Would you repeat the entries beneath, with nothing changed?
───── DATA TO USE ─────
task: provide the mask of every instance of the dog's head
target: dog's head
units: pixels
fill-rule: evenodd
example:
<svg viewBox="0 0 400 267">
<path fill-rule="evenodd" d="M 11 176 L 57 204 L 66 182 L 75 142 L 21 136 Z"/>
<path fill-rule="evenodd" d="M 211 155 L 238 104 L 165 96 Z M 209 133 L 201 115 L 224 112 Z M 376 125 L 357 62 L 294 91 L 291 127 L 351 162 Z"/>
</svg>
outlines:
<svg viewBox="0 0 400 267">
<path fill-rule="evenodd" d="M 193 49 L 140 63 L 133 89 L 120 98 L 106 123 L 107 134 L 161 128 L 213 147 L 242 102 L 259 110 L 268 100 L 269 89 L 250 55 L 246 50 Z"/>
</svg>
─────
RESPONSE TO THE EXERCISE →
task: provide the mask of every instance of the dog's head
target: dog's head
units: pixels
fill-rule: evenodd
example:
<svg viewBox="0 0 400 267">
<path fill-rule="evenodd" d="M 11 176 L 57 204 L 66 182 L 75 142 L 21 136 Z"/>
<path fill-rule="evenodd" d="M 211 155 L 238 104 L 165 96 Z M 209 133 L 201 115 L 224 112 Z M 376 125 L 357 62 L 294 91 L 291 127 L 351 162 Z"/>
</svg>
outlines:
<svg viewBox="0 0 400 267">
<path fill-rule="evenodd" d="M 193 49 L 140 63 L 133 89 L 120 98 L 106 123 L 107 134 L 161 128 L 213 147 L 242 102 L 259 110 L 268 100 L 269 89 L 250 55 L 246 50 Z"/>
</svg>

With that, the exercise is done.